**ASSIGNED TASK:** All of the records should be given again verbatim.

**RECORDS PROVIDED:**

——————————

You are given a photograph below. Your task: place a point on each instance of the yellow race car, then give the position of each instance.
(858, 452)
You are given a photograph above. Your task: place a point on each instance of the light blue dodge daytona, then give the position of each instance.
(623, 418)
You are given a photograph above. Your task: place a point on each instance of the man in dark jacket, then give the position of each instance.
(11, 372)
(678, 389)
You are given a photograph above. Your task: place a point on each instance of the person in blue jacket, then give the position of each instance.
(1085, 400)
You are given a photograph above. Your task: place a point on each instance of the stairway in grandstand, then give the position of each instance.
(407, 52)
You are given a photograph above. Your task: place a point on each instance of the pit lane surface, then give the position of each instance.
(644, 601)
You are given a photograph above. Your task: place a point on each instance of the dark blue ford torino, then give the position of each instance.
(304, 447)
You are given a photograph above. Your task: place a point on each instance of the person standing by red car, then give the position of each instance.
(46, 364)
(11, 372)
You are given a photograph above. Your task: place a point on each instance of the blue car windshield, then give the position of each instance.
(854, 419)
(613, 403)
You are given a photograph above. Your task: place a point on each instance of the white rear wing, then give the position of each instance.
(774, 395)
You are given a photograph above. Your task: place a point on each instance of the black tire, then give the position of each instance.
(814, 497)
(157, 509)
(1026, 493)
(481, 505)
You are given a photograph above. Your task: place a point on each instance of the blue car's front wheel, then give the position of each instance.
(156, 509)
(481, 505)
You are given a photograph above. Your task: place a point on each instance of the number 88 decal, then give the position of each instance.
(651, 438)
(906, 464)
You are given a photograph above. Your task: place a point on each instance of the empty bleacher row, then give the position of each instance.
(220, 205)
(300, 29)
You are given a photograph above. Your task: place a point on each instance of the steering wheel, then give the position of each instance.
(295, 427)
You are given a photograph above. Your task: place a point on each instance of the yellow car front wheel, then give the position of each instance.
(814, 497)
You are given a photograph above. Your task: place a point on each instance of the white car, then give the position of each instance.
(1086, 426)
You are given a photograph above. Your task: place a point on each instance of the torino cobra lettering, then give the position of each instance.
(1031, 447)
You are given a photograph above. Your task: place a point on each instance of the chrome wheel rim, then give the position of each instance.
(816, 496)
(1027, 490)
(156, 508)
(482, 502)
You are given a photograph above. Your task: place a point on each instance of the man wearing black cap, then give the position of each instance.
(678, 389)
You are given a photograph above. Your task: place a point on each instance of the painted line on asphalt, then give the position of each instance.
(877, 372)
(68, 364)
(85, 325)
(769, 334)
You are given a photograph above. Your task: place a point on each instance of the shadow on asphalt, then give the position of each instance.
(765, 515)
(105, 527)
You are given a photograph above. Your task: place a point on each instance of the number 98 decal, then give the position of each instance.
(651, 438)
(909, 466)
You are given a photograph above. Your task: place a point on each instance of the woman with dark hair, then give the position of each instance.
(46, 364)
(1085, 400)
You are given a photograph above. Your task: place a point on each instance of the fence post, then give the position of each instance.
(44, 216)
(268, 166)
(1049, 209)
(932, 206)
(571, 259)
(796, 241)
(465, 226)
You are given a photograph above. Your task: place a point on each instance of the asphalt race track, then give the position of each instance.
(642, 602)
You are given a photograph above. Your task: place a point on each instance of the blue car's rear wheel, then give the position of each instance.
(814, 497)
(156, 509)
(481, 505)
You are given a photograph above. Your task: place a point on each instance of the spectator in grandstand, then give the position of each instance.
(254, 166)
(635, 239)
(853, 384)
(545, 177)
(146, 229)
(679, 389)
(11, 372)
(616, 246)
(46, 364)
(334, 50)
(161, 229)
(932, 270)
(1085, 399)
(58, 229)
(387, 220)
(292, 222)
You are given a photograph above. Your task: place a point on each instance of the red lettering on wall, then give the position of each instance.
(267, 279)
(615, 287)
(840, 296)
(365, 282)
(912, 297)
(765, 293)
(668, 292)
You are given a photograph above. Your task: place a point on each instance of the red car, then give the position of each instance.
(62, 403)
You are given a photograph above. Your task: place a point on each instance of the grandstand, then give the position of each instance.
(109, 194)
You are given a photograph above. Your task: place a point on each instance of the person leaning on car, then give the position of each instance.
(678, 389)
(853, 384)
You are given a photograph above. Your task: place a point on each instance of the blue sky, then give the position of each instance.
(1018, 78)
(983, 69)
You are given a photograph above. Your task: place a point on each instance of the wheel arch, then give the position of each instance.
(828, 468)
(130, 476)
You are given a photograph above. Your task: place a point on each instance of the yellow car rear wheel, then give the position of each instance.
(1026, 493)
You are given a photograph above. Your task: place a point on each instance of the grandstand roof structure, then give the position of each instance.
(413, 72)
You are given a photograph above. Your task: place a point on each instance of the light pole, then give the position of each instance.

——————————

**SOLUTION:**
You are given a photograph below. Your task: place a point on each instance of the yellow race car, then give the position of each instance.
(858, 452)
You are given a photograph above. Your task: place a point on each instance of the light blue dodge daytona, then give the position of each instance.
(623, 418)
You are given a photograph above. Your task: place a point on each instance of the man in dark jacket, then give the position of each instance.
(11, 372)
(678, 389)
You are given a photograph above. Your task: place a point on each instance of the person in blue jacket, then give the position of each instance.
(1085, 400)
You are given a photograph above. Your task: place a point on each instance of the stairway in grandstand, then give the position of each instance.
(407, 52)
You are given a photograph above. Your task: place a point on each instance of the pit lane surface, then give the position of each instance.
(644, 601)
You are given a photograph above. Your task: place a point on each instance of the dark blue ford torino, then give the position of each instance.
(304, 447)
You are given a photograph above. Your task: place a point on each instance of the person standing by red car, then give the position of each instance.
(46, 364)
(11, 372)
You are given a photograph above. Your task: place a point on each instance of the blue car windshield, then give the position of each instance.
(854, 419)
(613, 403)
You are given a photograph above. Your task: place a point on each instance of the white rear wing, then give the position of each instance.
(774, 395)
You are given a photograph above. Your task: place a point on each instance of the black tire, then give the position of each instance.
(814, 497)
(157, 509)
(1026, 493)
(481, 505)
You are given a photograph above. Your task: place a point on each instance of the blue car's front wheel, then give the position of each instance.
(156, 509)
(481, 505)
You are given a photograph above. Your task: place a point on each instance of the number 88 decal, then give the position of each instance.
(651, 438)
(906, 464)
You are given a photograph above. Your task: place a point on each instance of the empty bleacher row, then give the position of each instance.
(220, 205)
(300, 29)
You are given a photograph above. Your task: place a point on each instance of the steering wheel, then give the position of each instance.
(295, 427)
You are given a photograph above. Your task: place a point on each instance of the yellow car front wheel, then give the position of each instance.
(814, 497)
You are given a photograph above. Your task: place a point on each instance of the white car, then give the position of each instance.
(1086, 426)
You are given a photograph above. Your task: place a point on each instance of the torino cobra lettering, then give the position of each instance.
(1031, 447)
You are given a photograph above. Your task: place a point on each instance of the chrome wheel rim, then give the position of each instance.
(816, 496)
(1027, 490)
(156, 508)
(482, 502)
You are given a photograph above. Your task: place a point on each instance of the man wearing black cap, then give the position of each instance.
(678, 389)
You are given a photograph above. Your task: place a point on each instance of the painted line on asphalt, then give the position of each instance.
(877, 372)
(68, 364)
(85, 325)
(769, 334)
You are given a photograph above. Your task: place a point on each instance of the shadow on asphalt, then give the position of each instance.
(765, 515)
(105, 527)
You are given a photograph above. Your task: place a point on each instance of the number 98 decal, then give the position of each instance.
(651, 438)
(909, 466)
You are given a photograph above. Your task: place a point on each instance of the woman with dark hair, then give the position of each instance.
(46, 364)
(1085, 400)
You are given a photograph above. Your task: place a point on each instance of the fence post, then give the position of each instance.
(44, 216)
(268, 166)
(1049, 209)
(932, 206)
(571, 259)
(796, 241)
(465, 226)
You are given a photograph above. Your task: place a point on each instance of the asphalt race track, then give the position of each instance.
(642, 602)
You are given a photograph above. Your task: place a point on each instance of the blue car's rear wheel, then give the position of each instance.
(814, 497)
(156, 509)
(481, 505)
You are given a photograph above. Your task: place a point on each instance of the spectator in grandstand, then give the position of each instance.
(254, 166)
(635, 239)
(853, 384)
(545, 177)
(146, 229)
(679, 389)
(11, 372)
(616, 246)
(46, 364)
(334, 50)
(161, 229)
(932, 270)
(1085, 399)
(58, 229)
(387, 220)
(292, 222)
You are given a photograph above. Your task: place a point on each instance of the red lettering on wall, then give the position of each instance.
(267, 279)
(615, 287)
(840, 296)
(365, 282)
(912, 297)
(765, 293)
(668, 292)
You are given a photograph above. Your task: place a point on each instance of the red car, then give the position of each instance.
(62, 403)
You are given a photograph above. Your task: place a point on each instance of the grandstand, then give the position of each instance.
(109, 194)
You are given a photograph above. Your task: place a point on each instance of the person leaning on car, then give the position of each instance.
(678, 389)
(853, 384)
You are given a photograph above. Your task: place a point on each instance of the blue sky, then give the position of each instance.
(1018, 78)
(983, 69)
You are given a photograph above. Your task: place a point on each instance of the wheel arch, then give the position of each instance.
(828, 468)
(130, 476)
You are given a photograph above. Your task: place a point on each instance of the yellow car rear wheel, then give the position of each instance.
(1026, 493)
You are given a photograph above. Your task: place a point on each instance of the grandstand roof structure, then give the position of each instance.
(413, 72)
You are given a photograph above. Your task: place a point on each instance of the light pole, then give the position of each instance.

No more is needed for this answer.